| Stated task A |
Write out the bread passage starting at "In addition to" and ending at "your own butter.", with "glossary" swapped for "word list".

-- start Document text --

Making bread from flour, yeast, water/milk and whatever else goes into your recipe is one of the most satisfying things a person of any age can learn, and there are so many good lessons for homeschooling, too. There’s measuring, of course, but there are a lot of little things that baking reinforces. Patience: it takes time for a loaf of bread to rise. An eye for detail: how do you know when the bread is mixed enough? When it's done? Sharing: whether you’re sharing an Amish or sourdough starter or a complete loaf of bread, sharing can be the best part of baking.
Even with all those good lessons, author Elizabeth Harbison and illustrator John Harbison go it one better by including a cheerful history of bread making in their book, Loaves of Fun: A History of Bread with Activities and Recipes from Around the World. You’ll learn how people across the world and across time have made their bread. They might use different kinds of flour. They might not even use yeast. But it’s all bread, made to be enjoyed—and shared.
In addition to history and recipes, the Harbisons include an easy-to-understand glossary of terms, general kitchen guidelines, and recipes that go beyond loaves of bread—paints, play dough, and tasty things to do with any leftover bread. Plus, you can make your own butter.

-- end Document text --

| Stated task B |
Put the rows into a Markdown table with a Row column for the line number and a Line column for the line itself, leaving out blank lines. Start at the line containing "Tag one point on every instance of the sky" and end at the last line of the rows.

-- start Exercise inputs --

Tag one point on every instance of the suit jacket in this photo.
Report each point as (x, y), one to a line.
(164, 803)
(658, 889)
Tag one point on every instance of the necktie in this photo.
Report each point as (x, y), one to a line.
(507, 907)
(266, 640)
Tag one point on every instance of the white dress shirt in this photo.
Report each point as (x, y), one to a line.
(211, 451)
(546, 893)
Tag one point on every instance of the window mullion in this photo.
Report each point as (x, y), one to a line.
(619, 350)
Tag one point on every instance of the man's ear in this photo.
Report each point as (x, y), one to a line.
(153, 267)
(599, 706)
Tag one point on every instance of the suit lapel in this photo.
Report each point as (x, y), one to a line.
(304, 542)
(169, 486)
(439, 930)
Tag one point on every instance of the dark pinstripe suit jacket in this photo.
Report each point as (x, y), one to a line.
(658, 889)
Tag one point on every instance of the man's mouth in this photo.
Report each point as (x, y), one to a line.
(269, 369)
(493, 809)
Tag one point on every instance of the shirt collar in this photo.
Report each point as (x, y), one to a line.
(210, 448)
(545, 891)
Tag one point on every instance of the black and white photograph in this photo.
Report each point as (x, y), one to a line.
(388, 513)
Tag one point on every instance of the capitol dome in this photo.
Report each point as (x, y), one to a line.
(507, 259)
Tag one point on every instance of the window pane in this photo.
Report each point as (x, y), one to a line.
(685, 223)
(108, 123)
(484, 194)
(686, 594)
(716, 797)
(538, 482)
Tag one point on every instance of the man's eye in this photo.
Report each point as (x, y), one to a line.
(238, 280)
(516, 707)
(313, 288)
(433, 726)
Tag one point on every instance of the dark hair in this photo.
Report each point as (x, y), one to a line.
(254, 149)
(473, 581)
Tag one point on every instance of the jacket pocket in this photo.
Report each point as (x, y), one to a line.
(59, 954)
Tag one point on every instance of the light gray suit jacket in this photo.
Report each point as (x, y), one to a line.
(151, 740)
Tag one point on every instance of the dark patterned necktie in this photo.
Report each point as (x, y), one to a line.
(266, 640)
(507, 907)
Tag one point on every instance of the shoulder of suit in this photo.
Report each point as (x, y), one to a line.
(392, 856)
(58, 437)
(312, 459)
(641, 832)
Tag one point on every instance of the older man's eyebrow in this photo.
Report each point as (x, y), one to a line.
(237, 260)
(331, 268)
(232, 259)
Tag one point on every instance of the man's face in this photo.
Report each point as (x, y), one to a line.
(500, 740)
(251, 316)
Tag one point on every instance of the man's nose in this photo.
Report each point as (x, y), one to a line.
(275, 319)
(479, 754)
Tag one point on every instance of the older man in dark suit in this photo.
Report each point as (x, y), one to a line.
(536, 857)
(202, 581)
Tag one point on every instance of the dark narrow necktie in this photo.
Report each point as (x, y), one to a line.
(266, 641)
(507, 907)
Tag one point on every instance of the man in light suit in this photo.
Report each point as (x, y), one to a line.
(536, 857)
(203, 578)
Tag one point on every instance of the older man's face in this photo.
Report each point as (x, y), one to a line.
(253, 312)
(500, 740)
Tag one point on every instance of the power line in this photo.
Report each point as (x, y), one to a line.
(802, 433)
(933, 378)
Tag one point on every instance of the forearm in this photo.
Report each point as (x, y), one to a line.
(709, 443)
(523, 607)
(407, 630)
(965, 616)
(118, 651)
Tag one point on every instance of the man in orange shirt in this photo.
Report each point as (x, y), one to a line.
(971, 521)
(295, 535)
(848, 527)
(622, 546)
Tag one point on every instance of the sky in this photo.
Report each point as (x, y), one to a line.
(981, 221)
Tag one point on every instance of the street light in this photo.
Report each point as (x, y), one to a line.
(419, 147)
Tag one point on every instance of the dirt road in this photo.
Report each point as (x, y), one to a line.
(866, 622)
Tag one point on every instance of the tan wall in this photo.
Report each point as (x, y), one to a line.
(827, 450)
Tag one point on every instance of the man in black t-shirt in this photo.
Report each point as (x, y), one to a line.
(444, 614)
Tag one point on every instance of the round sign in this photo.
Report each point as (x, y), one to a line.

-- end Exercise inputs --

| Complete answer A |
In addition to history and recipes, the Harbisons include an easy-to-understand word list of terms, general kitchen guidelines, and recipes that go beyond loaves of bread—paints, play dough, and tasty things to do with any leftover bread. Plus, you can make your own butter.

| Complete answer B |
| Row | Line |
|---|---|
| 1 | Tag one point on every instance of the sky in this photo. |
| 2 | Report each point as (x, y), one to a line. |
| 3 | (981, 221) |
| 4 | Tag one point on every instance of the street light in this photo. |
| 5 | Report each point as (x, y), one to a line. |
| 6 | (419, 147) |
| 7 | Tag one point on every instance of the dirt road in this photo. |
| 8 | Report each point as (x, y), one to a line. |
| 9 | (866, 622) |
| 10 | Tag one point on every instance of the tan wall in this photo. |
| 11 | Report each point as (x, y), one to a line. |
| 12 | (827, 450) |
| 13 | Tag one point on every instance of the man in black t-shirt in this photo. |
| 14 | Report each point as (x, y), one to a line. |
| 15 | (444, 614) |
| 16 | Tag one point on every instance of the round sign in this photo. |
| 17 | Report each point as (x, y), one to a line. |